What the exercise asks:
Which lines in the data below contain the word "chair"? List each of those lines in full, treating uppercase and lowercase as different.

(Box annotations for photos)
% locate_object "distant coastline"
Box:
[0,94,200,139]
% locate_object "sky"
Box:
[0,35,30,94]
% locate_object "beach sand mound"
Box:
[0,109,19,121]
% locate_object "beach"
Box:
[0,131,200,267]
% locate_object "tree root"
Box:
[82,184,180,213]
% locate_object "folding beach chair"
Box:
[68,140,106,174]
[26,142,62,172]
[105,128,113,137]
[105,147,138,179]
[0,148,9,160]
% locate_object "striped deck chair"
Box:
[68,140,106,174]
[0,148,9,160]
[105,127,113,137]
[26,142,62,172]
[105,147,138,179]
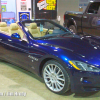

The answer:
% locate_object "folding beach chair"
% locate_object "striped deck chair"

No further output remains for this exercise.